## About this task
The answer must consist of each line of the records below that contains the string "grill".

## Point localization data
---------------
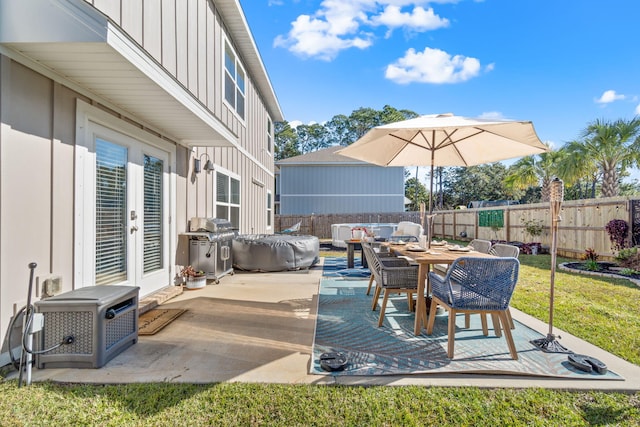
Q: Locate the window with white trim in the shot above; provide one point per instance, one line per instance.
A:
(269, 209)
(228, 198)
(234, 81)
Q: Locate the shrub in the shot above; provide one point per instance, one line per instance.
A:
(628, 271)
(632, 261)
(626, 253)
(533, 227)
(592, 265)
(618, 230)
(590, 254)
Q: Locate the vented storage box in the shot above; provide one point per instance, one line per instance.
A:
(103, 321)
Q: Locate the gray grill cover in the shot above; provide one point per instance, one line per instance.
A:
(273, 252)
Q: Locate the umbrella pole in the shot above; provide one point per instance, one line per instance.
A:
(549, 344)
(431, 184)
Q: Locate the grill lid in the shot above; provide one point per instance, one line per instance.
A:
(210, 225)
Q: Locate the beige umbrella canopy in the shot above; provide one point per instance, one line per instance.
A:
(445, 140)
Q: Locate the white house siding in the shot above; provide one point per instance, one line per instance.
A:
(191, 47)
(326, 189)
(38, 135)
(37, 142)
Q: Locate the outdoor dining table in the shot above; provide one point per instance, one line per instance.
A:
(425, 259)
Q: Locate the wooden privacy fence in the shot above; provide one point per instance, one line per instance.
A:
(582, 225)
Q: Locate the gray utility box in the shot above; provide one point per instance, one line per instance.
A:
(103, 321)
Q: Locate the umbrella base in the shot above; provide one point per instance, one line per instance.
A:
(550, 345)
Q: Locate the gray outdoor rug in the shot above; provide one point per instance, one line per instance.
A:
(345, 323)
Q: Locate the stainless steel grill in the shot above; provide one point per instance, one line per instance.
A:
(210, 246)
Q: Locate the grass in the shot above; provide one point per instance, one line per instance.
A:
(235, 404)
(605, 312)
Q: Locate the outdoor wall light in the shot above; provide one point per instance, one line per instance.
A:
(208, 166)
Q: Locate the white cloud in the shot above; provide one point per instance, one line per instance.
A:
(418, 19)
(311, 37)
(432, 66)
(609, 96)
(343, 24)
---------------
## Response for this exercise
Q: Locate the gray grill cover in the shot above; provide one point per instance, one line per instance.
Q: Locate the grill lid in the shot above; provide one point per instance, one line per instance.
Q: Locate the stainless steel grill in the shot above; provide one point per instance, one line per instance.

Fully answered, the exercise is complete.